Would you retype, word for word, the line with "the car with" and every line after it through the end of the records below?

========================================

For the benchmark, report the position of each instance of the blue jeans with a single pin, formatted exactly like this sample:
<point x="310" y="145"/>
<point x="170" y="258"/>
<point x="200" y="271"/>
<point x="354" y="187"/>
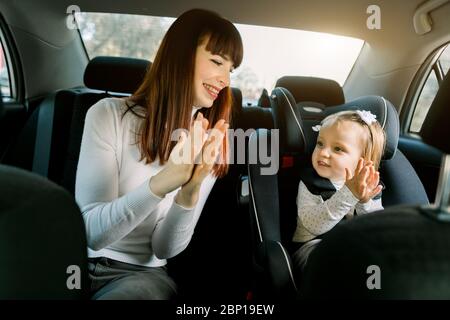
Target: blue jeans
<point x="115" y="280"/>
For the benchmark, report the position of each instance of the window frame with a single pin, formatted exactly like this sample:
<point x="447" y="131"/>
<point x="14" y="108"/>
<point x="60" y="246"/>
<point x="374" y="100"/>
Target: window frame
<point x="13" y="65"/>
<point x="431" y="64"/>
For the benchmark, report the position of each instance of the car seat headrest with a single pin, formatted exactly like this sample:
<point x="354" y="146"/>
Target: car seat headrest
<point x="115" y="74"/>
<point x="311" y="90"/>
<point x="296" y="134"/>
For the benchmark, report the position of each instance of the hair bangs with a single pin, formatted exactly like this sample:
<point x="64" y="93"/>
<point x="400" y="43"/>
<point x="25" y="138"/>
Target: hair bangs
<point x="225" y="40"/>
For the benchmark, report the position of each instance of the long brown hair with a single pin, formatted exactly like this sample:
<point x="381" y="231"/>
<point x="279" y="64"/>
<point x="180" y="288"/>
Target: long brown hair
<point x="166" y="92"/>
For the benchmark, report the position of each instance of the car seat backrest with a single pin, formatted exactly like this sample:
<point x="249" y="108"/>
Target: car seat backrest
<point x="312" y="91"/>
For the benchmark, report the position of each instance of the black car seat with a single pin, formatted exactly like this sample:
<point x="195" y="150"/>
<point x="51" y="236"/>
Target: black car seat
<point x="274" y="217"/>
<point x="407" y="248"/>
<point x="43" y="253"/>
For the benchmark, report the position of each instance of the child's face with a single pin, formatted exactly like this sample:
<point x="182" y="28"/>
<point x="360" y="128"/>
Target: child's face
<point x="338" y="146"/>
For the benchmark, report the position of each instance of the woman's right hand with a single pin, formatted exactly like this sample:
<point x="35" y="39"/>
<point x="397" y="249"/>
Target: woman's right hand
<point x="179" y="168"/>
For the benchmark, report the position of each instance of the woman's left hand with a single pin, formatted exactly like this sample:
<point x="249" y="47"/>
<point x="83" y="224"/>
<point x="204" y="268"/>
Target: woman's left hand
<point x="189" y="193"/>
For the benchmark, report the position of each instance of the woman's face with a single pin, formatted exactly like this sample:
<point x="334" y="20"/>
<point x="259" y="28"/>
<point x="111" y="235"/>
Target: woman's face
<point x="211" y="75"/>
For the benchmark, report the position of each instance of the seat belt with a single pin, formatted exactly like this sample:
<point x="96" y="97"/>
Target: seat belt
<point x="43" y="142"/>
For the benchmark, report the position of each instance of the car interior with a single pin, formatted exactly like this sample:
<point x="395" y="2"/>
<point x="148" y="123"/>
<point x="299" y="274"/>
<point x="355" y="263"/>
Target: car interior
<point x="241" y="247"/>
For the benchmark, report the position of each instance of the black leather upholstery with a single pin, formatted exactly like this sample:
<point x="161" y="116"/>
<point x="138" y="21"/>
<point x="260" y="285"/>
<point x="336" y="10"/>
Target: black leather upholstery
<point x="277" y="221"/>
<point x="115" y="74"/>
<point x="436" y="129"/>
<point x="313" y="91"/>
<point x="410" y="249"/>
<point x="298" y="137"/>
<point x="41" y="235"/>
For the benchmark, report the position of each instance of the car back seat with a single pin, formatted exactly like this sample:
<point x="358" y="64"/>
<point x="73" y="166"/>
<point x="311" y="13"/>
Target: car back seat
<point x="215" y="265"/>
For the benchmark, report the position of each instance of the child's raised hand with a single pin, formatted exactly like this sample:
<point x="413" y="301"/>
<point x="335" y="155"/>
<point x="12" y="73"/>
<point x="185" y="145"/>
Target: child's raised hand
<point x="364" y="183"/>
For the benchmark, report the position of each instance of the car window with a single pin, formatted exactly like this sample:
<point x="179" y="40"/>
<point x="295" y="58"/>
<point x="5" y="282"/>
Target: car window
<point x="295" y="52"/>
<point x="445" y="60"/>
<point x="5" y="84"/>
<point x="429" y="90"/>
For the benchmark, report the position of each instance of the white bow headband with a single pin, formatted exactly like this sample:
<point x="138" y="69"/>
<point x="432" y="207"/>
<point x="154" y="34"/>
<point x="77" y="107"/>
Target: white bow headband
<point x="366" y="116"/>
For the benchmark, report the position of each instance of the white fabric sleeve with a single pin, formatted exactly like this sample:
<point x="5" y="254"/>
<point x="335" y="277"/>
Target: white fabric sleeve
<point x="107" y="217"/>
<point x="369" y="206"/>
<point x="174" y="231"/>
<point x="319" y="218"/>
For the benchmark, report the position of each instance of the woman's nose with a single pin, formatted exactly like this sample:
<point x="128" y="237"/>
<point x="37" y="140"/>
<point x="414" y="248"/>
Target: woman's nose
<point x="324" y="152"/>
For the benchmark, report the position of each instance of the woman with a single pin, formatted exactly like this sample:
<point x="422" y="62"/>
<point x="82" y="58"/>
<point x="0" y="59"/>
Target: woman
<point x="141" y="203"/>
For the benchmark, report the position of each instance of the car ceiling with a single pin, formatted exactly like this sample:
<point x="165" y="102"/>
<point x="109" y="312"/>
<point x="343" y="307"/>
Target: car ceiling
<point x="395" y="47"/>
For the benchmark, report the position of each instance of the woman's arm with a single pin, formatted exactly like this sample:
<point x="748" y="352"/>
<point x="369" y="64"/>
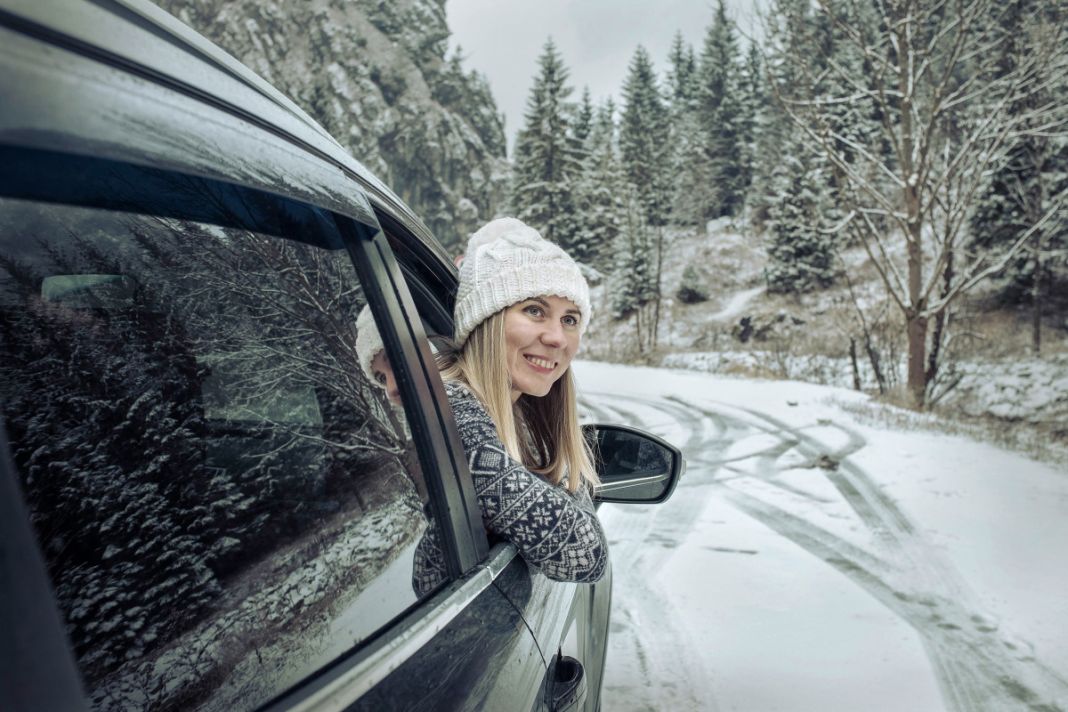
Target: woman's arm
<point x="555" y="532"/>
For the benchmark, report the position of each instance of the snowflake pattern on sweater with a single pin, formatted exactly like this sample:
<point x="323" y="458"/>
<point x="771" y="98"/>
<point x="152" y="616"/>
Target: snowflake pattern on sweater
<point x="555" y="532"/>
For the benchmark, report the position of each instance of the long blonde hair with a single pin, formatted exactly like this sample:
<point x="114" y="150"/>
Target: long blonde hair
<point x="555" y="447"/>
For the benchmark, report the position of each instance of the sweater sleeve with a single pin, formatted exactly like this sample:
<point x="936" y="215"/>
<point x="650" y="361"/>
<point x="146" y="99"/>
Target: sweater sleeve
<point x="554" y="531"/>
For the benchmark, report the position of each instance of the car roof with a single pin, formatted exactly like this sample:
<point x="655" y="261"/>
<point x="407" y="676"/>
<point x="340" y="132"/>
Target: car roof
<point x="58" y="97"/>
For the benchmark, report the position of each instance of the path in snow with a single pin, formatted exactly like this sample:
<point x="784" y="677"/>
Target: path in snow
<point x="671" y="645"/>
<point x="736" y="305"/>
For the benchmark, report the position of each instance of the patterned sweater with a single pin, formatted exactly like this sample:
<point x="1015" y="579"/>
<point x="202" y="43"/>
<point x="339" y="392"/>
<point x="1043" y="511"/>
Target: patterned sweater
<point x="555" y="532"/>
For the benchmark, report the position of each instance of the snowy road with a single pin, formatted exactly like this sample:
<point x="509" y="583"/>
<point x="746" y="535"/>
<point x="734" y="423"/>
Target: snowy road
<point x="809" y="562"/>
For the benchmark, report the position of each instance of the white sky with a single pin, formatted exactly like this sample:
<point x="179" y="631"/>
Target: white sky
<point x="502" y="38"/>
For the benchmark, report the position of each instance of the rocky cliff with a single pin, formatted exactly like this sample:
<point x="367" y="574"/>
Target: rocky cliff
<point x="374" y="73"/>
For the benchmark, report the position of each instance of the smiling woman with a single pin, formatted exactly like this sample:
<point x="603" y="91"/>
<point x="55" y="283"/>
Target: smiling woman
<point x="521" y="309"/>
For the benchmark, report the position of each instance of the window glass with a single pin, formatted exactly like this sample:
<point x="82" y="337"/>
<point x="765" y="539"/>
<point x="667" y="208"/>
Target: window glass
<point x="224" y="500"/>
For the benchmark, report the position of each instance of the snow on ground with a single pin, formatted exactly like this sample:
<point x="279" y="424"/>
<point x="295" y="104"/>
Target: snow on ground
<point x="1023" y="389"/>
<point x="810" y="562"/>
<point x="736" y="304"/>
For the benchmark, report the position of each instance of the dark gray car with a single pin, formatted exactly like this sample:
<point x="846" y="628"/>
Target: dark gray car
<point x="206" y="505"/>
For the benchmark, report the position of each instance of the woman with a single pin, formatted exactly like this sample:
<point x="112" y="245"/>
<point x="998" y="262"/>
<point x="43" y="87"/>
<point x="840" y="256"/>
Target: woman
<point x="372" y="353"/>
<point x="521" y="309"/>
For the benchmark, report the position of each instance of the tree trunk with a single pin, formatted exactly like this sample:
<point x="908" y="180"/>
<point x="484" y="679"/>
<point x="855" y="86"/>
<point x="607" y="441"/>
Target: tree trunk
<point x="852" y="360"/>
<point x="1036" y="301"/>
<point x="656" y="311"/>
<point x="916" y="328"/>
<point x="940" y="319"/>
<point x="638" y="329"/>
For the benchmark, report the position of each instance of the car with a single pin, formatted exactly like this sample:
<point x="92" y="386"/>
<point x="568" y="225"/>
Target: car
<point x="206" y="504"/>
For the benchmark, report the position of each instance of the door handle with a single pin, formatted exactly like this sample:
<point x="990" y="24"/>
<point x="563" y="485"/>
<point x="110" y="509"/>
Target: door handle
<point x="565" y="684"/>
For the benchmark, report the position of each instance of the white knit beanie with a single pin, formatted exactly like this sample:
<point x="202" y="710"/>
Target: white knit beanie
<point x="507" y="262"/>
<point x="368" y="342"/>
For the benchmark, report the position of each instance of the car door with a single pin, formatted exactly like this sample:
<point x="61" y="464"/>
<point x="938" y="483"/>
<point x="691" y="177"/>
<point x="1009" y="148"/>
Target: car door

========================================

Reply:
For the benchmark, report the position of each instance of the car with a single pin, formatted exactly like this sample:
<point x="92" y="386"/>
<point x="568" y="225"/>
Target: car
<point x="206" y="504"/>
For the benchmark, report the position of each instance of the door handle with a single pin, formatted exactly like this sample:
<point x="990" y="24"/>
<point x="563" y="485"/>
<point x="110" y="509"/>
Target: door handle
<point x="565" y="684"/>
For the benchmark, report the position of each instance of the white knit beanie with a single pin, formatted exactly like this sample:
<point x="202" y="710"/>
Target: white knit beanie
<point x="507" y="262"/>
<point x="368" y="342"/>
For the benchmark, report the position of each instance of the car door with a single pin, formatted exactly like this sample:
<point x="61" y="464"/>
<point x="938" y="483"/>
<point x="691" y="177"/>
<point x="1009" y="148"/>
Target: car door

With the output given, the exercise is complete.